WORK REQUIRED:
Reproduce the rows below verbatim, from the line that contains "trace: <item>white wall</item>" to the line that contains "Now the <item>white", including both of those lines.

○ ○ ○ ○ ○

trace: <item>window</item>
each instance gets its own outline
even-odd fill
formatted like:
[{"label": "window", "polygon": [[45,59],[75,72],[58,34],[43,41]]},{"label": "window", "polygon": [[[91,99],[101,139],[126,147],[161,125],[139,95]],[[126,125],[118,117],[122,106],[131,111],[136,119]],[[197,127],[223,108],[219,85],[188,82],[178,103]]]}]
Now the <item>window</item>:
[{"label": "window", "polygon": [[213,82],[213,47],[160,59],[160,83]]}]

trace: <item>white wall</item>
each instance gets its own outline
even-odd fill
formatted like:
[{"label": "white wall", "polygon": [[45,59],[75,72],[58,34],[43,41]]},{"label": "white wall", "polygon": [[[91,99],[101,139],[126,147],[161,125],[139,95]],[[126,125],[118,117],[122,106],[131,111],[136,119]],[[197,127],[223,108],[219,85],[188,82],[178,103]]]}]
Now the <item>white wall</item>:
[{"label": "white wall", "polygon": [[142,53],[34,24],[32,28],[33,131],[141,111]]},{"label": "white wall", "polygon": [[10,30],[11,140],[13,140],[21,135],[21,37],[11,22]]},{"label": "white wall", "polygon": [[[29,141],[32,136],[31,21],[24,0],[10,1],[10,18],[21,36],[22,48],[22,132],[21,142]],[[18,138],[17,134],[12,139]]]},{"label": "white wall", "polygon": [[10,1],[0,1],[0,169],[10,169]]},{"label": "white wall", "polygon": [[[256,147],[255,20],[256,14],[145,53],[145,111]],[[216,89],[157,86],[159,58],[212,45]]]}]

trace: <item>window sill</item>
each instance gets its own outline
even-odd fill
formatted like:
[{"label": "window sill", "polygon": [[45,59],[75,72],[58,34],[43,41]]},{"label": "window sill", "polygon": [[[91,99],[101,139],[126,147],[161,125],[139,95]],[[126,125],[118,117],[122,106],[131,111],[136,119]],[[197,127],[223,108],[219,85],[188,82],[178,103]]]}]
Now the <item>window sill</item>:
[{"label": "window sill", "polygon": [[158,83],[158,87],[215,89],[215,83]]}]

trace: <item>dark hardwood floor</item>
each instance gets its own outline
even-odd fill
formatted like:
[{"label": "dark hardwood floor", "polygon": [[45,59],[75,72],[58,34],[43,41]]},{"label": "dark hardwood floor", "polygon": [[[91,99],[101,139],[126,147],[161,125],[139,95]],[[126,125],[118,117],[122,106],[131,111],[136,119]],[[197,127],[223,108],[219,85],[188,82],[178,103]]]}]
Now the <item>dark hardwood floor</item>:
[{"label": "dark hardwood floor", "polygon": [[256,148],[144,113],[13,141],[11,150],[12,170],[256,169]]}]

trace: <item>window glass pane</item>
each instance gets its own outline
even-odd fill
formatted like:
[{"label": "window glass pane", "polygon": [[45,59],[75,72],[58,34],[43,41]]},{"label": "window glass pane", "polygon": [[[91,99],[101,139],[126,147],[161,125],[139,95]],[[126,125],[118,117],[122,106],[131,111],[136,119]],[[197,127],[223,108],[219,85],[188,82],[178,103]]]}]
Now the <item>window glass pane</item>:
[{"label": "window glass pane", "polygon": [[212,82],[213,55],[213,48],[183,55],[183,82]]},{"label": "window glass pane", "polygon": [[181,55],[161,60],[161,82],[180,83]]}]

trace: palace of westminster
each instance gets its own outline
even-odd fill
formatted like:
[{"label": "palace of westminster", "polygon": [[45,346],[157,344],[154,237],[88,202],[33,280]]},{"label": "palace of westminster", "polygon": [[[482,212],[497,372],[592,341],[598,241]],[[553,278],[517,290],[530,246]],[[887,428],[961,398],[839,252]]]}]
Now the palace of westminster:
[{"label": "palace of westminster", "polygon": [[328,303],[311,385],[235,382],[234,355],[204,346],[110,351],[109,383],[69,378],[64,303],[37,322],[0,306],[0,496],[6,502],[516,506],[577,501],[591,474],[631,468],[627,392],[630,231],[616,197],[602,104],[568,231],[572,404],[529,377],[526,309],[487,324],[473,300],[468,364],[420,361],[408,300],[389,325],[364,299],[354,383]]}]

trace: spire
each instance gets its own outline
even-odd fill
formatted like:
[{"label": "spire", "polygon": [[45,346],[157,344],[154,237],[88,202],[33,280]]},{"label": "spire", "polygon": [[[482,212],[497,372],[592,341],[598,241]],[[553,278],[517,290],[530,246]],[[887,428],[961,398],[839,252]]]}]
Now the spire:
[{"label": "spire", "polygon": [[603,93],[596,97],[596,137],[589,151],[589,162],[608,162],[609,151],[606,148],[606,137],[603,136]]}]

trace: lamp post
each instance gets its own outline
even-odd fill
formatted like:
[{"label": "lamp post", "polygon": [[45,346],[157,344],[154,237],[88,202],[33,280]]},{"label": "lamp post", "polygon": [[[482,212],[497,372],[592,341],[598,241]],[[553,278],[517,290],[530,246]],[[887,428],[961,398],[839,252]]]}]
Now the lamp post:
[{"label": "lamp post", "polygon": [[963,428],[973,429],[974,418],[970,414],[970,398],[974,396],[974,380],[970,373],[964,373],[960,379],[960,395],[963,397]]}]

○ ○ ○ ○ ○

COMPLETE RESPONSE:
trace: <item>white wall</item>
each instance gets its own outline
even-odd fill
formatted like:
[{"label": "white wall", "polygon": [[45,59],[75,72],[58,34],[43,41]]},{"label": "white wall", "polygon": [[[91,99],[101,139],[126,147],[161,125],[139,95]],[[126,125],[118,117],[122,106],[131,111],[136,119]],[[197,127],[223,108],[219,85],[188,82],[178,103]]]}]
Now the <item>white wall</item>:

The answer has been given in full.